===== Page excerpt =====
Pildes follows a provocative essay by Richard Fallon (Harvard) two years ago critiquing the standards for law professors co-signing or authoring amicus briefs (here are both a draft and final version). Fallon’s essay generated both NY Times coverage as well as equally incisive replies (e.g., Amanda Frost’s (American) essay).
The Fallon debate yielded a particularly useful harvest. It prompted many academics to articulate their standards for writing or co-signing amicus briefs. The academy needs a similar debate to offer guidance to professors (particularly, but not exclusively, junior professors) on other aspects of policy engagement. What should professors consider in testifying before Congress or an agency? When to take on consulting or litigation work?
The questions Pildes raises assume a greater urgency because of institutional pressures he does not address in the essay. Budgetary pressures will undoubtedly pressure law schools and professors to seek more soft money grants and big hard money donations to fund programs and professorships. To what extent will this put pressure on the valuable role of academic dissent that Pildes rightly cherishes? This institutuional economic pressure may present more of a challenge to dissent than revived questions about academic tenure.
It is, however, by no means a new challenge. Bruce Ackerman, for example, holds the Sterling Professorship at Yale, which was funded by John William Sterling, founder of Shearman & Sterling and counsel to Standard Oil, Henry Ford, and Jay Gould. But institutional pressures on law schools and professors merit re-examining again and again with fresh eyes.
Here is the abstract for Pildes' chapter (after the jump):
This essay is meant to prompt professional self-reflection
for academics, particularly legal academics, on the appropriate relationship
between the pursuit of knowledge and the pursuit of power.
Academic institutions, in theory, should be among the most robust sites in which dissent against conventional or widely-shared views of policy and law ought to find easy expression. That has long been part of the justification for the general principle of institutional academic freedom, as well as for specific organizational features of the academy, such as tenure.
Yet the legal academy risks being more compromised, and increasingly so, in its ability to play this role than is often recognized. The reason is the paradox of the relationship of legal academics to actual political power. Legal academics are not just independent scholars of public policy, law, legal or political institutions. They are also often direct participants in the systems of public and private power they study. Unlike academics in most other disciplines (except, perhaps, economics), legal academics have greater opportunity for effective influence over policy, law, and politics. The various forms of practical engagement which legal scholars undertake -- consulting, litigating, testifying to Congress or courts, service in government -- have significant benefits, both in the classroom and in scholarship. But they also come with significant risks, including risk to the ability to play an essential role that justifies academic institutions, the role of being able to stand apart from existing constellations of power or interest or conventional wisdom on issues of moment.
=====
What is expected :: Output, word for word, the stretch of the excerpt on legal academics and power that opens with the words "Pildes follows a" and closes with "Frost’s (American) essay).".
===== Given data =====
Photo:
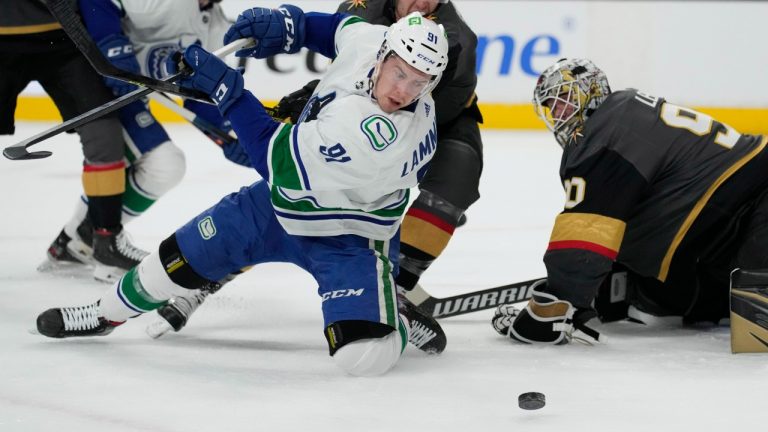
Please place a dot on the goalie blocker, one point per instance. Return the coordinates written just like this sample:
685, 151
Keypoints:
749, 311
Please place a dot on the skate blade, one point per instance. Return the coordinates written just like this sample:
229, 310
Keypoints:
158, 328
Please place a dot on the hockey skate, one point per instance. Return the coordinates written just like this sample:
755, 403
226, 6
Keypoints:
74, 321
114, 254
175, 314
425, 332
70, 250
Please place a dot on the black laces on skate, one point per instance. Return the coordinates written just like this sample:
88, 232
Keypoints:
80, 317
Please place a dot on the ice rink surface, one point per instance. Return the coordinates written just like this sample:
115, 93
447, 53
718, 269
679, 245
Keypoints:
254, 358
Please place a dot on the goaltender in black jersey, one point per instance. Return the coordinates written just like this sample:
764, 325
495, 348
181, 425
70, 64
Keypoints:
669, 193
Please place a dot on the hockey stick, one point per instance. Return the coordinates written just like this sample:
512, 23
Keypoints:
470, 302
70, 21
19, 151
218, 136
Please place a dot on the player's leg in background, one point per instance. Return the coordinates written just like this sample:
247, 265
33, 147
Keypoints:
76, 88
156, 164
447, 190
226, 237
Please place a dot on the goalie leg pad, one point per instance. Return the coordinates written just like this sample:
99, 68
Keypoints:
749, 311
363, 348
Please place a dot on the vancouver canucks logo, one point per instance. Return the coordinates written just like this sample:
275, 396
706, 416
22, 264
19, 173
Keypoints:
207, 228
380, 131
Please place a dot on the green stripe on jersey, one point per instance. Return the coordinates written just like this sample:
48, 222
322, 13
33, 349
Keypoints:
283, 169
308, 206
386, 282
352, 20
135, 294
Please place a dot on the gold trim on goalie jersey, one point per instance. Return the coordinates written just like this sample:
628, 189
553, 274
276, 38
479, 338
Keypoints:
592, 232
664, 270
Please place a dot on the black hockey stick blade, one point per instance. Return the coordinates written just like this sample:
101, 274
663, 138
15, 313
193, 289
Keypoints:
70, 21
472, 301
19, 151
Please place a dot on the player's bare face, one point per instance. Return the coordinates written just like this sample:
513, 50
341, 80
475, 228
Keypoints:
398, 84
404, 7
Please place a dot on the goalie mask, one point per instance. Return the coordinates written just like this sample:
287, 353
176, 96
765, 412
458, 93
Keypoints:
420, 43
566, 94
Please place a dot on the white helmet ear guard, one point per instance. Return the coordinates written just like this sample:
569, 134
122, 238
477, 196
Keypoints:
419, 42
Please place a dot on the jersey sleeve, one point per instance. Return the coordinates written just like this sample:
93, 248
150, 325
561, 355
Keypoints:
329, 153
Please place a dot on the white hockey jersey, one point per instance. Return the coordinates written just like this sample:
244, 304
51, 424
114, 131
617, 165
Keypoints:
156, 28
347, 166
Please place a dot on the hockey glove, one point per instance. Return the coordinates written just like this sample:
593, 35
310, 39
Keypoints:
275, 31
119, 51
291, 106
210, 75
546, 319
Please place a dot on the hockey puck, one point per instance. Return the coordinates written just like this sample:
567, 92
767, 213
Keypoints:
531, 400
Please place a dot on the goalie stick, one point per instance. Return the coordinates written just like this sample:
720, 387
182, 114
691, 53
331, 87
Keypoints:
19, 151
64, 12
472, 301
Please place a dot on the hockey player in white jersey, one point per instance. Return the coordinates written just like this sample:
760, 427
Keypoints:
335, 185
137, 36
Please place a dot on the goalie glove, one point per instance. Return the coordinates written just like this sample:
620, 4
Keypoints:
545, 320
=====
Response below ::
Pildes follows a provocative essay by Richard Fallon (Harvard) two years ago critiquing the standards for law professors co-signing or authoring amicus briefs (here are both a draft and final version). Fallon’s essay generated both NY Times coverage as well as equally incisive replies (e.g., Amanda Frost’s (American) essay).